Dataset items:
+===+

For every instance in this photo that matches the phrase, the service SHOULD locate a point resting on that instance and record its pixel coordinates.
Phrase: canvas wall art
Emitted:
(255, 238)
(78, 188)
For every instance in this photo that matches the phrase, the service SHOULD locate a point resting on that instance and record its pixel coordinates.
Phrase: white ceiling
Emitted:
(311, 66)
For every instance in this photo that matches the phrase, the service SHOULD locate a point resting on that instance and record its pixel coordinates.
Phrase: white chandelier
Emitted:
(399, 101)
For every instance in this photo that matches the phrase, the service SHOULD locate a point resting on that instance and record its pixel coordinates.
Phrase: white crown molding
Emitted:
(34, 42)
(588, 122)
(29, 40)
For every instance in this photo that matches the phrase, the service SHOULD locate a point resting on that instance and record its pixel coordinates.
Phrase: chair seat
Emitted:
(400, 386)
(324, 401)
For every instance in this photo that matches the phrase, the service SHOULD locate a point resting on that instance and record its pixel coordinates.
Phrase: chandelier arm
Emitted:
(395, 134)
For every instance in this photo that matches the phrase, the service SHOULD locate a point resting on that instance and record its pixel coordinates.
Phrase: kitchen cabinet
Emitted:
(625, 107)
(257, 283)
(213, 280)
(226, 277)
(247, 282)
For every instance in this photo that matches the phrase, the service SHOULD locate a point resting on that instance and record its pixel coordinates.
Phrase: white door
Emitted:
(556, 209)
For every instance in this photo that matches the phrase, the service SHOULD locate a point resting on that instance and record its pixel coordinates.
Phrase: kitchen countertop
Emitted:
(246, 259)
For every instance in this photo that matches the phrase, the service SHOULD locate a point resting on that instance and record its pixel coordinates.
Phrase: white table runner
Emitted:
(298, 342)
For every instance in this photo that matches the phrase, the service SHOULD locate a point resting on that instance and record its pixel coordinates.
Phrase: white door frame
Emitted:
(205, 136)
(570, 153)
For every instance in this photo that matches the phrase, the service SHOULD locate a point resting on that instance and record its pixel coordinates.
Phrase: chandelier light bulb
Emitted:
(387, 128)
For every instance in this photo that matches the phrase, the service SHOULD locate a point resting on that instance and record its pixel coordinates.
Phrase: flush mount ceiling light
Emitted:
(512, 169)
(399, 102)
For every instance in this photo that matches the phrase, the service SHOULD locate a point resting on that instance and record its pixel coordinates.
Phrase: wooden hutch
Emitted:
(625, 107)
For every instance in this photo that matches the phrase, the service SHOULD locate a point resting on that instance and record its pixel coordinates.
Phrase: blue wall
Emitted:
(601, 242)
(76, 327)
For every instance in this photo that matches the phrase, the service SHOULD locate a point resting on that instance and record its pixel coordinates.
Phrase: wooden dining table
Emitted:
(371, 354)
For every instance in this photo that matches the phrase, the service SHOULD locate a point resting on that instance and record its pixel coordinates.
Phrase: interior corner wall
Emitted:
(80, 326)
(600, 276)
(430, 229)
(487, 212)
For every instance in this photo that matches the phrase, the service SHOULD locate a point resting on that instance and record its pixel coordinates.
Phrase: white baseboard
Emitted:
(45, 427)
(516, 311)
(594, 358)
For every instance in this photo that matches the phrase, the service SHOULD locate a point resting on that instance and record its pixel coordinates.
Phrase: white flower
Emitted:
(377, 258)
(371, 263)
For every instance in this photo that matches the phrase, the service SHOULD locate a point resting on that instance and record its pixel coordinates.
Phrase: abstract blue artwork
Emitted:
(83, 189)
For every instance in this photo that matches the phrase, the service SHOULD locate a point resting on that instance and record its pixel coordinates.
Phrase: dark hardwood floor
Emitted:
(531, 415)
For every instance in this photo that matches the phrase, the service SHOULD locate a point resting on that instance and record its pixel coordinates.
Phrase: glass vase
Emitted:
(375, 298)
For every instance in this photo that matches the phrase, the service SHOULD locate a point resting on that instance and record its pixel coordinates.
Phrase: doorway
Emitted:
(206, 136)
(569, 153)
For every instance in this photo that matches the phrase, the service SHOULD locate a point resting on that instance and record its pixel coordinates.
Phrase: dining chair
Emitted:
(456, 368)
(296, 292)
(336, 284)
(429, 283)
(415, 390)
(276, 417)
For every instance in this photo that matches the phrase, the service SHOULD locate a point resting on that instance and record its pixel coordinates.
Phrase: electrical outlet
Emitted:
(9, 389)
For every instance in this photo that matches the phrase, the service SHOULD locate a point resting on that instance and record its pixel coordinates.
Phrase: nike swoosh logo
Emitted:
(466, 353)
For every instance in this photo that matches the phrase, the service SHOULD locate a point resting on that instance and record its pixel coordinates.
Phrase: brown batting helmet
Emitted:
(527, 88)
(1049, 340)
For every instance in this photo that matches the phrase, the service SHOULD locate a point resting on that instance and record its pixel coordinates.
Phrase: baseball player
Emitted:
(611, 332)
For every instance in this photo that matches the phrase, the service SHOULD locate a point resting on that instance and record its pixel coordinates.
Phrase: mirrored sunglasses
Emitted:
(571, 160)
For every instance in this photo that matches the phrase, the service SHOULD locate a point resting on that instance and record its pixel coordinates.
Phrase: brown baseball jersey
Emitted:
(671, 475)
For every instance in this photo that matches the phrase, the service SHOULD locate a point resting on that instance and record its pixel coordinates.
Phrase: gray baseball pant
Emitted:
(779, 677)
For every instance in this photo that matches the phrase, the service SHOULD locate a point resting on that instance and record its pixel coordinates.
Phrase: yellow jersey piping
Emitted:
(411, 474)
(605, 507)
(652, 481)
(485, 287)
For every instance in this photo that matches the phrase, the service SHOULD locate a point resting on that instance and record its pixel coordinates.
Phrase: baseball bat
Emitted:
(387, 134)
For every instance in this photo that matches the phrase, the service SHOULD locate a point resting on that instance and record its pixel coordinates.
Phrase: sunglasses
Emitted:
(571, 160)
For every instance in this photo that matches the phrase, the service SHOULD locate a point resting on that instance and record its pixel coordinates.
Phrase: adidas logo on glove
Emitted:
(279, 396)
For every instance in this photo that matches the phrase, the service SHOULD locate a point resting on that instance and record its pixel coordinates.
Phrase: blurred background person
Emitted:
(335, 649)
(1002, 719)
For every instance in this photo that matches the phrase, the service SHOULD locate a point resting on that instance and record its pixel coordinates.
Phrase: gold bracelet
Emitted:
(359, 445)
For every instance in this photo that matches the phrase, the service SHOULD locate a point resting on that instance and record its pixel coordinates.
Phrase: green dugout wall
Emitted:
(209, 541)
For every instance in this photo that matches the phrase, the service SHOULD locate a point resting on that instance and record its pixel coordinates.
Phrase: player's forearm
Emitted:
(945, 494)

+===+

● Task item
Using the data above, transcribe the lines that run from the line with "Phrase: brown batting helmet" to the line with "Phrase: baseball player", both ends kept, and output nothing else.

● Your solution
Phrase: brown batting helmet
Emitted:
(527, 88)
(1049, 340)
For every instance in this photo that matches the phrase, the service SHOULD locate a point resting on that instance and record its pixel coordinates.
Phrase: baseball player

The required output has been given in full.